▸ **Exercise instructions**: Recast the listing, from its first line through the line containing "pixel 201 245" inclusive, as a Markdown table with the columns "No." and "Line", one row per line and blank lines omitted.

** Start of Recorded data **

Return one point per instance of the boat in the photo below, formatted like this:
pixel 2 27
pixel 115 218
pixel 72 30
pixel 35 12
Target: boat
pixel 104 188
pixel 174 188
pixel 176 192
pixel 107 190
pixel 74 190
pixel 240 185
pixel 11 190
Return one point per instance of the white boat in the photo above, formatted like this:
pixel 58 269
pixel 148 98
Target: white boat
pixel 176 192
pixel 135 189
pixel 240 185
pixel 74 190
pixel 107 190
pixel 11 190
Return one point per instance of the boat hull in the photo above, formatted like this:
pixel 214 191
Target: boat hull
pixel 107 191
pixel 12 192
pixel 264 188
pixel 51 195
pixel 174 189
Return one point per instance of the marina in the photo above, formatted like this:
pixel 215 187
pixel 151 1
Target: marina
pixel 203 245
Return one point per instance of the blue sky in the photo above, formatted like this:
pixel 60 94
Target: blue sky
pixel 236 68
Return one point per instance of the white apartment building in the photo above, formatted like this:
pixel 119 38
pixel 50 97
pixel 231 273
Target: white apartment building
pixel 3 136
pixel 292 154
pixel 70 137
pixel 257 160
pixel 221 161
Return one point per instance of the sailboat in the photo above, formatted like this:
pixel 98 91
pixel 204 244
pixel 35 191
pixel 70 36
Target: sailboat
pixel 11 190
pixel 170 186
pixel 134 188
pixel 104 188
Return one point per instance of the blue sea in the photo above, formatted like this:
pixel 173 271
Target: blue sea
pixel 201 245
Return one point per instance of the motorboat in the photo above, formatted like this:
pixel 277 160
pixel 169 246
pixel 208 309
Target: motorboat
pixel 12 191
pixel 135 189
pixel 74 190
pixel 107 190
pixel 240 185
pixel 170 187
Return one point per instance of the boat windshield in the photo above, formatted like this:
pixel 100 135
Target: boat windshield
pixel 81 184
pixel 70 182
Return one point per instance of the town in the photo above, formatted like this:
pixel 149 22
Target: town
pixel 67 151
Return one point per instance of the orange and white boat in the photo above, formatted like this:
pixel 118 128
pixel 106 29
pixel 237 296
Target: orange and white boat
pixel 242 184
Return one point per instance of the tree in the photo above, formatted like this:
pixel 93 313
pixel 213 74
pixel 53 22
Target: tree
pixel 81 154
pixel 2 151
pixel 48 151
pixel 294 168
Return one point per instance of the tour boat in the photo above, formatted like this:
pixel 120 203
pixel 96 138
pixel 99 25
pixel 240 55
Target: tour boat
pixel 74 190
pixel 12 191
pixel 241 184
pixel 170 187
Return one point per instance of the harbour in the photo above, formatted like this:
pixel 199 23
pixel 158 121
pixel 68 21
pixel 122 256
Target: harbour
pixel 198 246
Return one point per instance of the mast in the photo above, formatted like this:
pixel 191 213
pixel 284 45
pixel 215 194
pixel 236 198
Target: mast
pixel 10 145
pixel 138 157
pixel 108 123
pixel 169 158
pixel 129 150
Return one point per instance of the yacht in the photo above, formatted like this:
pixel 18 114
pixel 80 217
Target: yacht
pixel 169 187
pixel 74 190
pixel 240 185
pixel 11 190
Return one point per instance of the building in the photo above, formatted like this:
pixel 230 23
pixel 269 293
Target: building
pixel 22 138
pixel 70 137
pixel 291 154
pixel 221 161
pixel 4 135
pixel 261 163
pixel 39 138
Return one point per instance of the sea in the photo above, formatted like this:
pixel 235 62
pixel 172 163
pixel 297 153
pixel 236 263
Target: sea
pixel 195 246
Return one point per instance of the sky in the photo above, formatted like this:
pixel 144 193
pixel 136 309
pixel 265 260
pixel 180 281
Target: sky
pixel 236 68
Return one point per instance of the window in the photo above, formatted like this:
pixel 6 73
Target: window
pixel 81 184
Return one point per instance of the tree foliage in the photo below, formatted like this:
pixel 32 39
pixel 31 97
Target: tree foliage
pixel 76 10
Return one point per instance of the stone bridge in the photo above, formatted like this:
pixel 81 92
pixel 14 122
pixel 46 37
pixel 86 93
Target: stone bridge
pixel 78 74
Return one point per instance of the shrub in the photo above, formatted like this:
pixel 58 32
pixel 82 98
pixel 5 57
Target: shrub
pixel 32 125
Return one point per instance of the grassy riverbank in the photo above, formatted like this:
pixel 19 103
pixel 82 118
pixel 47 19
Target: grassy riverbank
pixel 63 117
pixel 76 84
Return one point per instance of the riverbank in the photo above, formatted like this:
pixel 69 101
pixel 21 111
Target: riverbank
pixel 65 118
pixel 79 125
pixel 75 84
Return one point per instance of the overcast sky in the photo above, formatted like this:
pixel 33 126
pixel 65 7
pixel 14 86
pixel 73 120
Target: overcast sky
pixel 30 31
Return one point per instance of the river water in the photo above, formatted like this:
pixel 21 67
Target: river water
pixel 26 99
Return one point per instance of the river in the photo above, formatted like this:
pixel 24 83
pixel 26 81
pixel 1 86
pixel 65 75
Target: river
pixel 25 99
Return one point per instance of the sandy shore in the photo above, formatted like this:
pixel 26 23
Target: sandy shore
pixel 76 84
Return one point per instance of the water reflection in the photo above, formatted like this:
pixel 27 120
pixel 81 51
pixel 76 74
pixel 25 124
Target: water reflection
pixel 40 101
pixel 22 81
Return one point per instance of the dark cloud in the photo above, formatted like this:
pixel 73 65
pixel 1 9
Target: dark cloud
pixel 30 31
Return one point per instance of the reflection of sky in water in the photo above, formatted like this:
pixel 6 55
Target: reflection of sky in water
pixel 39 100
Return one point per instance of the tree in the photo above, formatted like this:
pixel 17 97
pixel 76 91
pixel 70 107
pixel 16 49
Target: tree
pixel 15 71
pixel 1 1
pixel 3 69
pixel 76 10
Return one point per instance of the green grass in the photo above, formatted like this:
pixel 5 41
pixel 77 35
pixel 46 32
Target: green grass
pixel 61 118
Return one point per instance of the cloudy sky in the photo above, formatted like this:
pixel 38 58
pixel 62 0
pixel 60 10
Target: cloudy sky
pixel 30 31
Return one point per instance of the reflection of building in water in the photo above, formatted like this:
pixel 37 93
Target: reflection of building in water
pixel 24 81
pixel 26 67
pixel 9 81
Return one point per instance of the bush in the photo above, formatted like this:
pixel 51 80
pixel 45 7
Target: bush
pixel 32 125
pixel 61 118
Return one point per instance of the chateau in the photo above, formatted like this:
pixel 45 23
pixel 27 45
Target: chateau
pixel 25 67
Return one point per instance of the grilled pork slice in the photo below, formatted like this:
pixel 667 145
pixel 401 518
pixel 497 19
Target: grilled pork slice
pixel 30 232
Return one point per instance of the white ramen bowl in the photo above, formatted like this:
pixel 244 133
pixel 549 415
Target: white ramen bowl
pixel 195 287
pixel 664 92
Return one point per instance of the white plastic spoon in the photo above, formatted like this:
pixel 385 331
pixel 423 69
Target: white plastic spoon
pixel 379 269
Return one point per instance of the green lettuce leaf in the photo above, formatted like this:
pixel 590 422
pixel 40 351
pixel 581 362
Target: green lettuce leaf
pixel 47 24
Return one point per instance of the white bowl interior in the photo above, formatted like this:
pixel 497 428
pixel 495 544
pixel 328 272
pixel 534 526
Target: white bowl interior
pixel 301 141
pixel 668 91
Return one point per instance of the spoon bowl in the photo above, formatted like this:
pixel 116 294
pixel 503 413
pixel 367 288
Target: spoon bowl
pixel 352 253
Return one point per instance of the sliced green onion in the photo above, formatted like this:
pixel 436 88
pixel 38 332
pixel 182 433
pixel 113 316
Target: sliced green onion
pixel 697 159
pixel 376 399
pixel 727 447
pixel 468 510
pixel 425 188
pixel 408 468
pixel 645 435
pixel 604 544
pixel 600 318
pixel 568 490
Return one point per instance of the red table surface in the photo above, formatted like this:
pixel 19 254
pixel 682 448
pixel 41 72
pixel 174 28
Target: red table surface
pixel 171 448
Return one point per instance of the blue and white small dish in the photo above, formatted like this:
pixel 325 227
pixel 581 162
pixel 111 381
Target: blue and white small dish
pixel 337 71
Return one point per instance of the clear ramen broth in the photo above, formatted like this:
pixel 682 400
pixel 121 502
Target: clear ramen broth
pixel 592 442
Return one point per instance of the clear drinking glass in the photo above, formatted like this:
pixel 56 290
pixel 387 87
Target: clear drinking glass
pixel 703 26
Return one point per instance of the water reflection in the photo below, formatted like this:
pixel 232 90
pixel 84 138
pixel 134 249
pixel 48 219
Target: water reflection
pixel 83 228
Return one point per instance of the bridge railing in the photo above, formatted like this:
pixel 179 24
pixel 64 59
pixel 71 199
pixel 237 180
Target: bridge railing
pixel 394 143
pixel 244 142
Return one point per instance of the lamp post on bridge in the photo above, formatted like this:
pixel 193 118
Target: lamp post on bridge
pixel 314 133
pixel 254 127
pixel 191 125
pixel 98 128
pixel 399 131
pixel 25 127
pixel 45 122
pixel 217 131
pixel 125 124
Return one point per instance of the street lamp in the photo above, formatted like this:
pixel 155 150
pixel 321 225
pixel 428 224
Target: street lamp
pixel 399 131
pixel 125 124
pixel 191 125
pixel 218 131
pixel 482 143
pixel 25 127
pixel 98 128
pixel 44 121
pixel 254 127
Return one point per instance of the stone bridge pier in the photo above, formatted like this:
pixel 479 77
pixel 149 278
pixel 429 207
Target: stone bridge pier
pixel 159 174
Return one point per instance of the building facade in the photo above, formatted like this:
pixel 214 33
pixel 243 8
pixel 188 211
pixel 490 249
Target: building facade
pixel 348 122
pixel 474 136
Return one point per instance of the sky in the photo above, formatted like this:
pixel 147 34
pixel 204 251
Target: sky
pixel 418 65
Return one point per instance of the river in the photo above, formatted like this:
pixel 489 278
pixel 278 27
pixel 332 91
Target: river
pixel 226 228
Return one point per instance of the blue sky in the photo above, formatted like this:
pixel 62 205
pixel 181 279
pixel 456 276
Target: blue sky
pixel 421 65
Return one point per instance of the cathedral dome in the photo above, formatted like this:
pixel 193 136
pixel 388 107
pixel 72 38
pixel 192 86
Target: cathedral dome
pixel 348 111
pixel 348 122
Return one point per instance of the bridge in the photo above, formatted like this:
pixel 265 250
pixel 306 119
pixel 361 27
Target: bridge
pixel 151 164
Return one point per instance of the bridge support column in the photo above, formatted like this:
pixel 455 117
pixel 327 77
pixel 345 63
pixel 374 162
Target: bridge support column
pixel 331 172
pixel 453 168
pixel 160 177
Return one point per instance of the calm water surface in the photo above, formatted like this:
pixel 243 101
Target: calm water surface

** End of Recorded data **

▸ **Output**:
| No. | Line |
|---|---|
| 1 | Return one point per instance of the boat in the photo below, formatted like this: |
| 2 | pixel 2 27 |
| 3 | pixel 115 218 |
| 4 | pixel 72 30 |
| 5 | pixel 35 12 |
| 6 | Target: boat |
| 7 | pixel 104 188 |
| 8 | pixel 174 188 |
| 9 | pixel 176 192 |
| 10 | pixel 107 190 |
| 11 | pixel 74 190 |
| 12 | pixel 240 185 |
| 13 | pixel 11 190 |
| 14 | Return one point per instance of the white boat in the photo above, formatted like this: |
| 15 | pixel 58 269 |
| 16 | pixel 148 98 |
| 17 | Target: white boat |
| 18 | pixel 176 192 |
| 19 | pixel 135 189 |
| 20 | pixel 240 185 |
| 21 | pixel 74 190 |
| 22 | pixel 107 190 |
| 23 | pixel 11 190 |
| 24 | Return one point per instance of the boat hull in the photo above, formatted like this: |
| 25 | pixel 214 191 |
| 26 | Target: boat hull |
| 27 | pixel 107 191 |
| 28 | pixel 12 192 |
| 29 | pixel 264 188 |
| 30 | pixel 51 195 |
| 31 | pixel 174 189 |
| 32 | Return one point per instance of the marina in the photo above, formatted like this: |
| 33 | pixel 215 187 |
| 34 | pixel 151 1 |
| 35 | Target: marina |
| 36 | pixel 203 245 |
| 37 | Return one point per instance of the blue sky in the photo above, formatted like this: |
| 38 | pixel 60 94 |
| 39 | Target: blue sky |
| 40 | pixel 236 68 |
| 41 | Return one point per instance of the white apartment building in the photo above, formatted like this: |
| 42 | pixel 119 38 |
| 43 | pixel 50 97 |
| 44 | pixel 231 273 |
| 45 | Target: white apartment building |
| 46 | pixel 3 136 |
| 47 | pixel 292 154 |
| 48 | pixel 70 137 |
| 49 | pixel 257 160 |
| 50 | pixel 221 161 |
| 51 | Return one point per instance of the sailboat in the photo above, formatted like this: |
| 52 | pixel 98 91 |
| 53 | pixel 204 244 |
| 54 | pixel 35 191 |
| 55 | pixel 70 36 |
| 56 | Target: sailboat |
| 57 | pixel 11 190 |
| 58 | pixel 170 186 |
| 59 | pixel 134 188 |
| 60 | pixel 104 188 |
| 61 | Return one point per instance of the blue sea in the photo above, formatted like this: |
| 62 | pixel 173 271 |
| 63 | Target: blue sea |
| 64 | pixel 201 245 |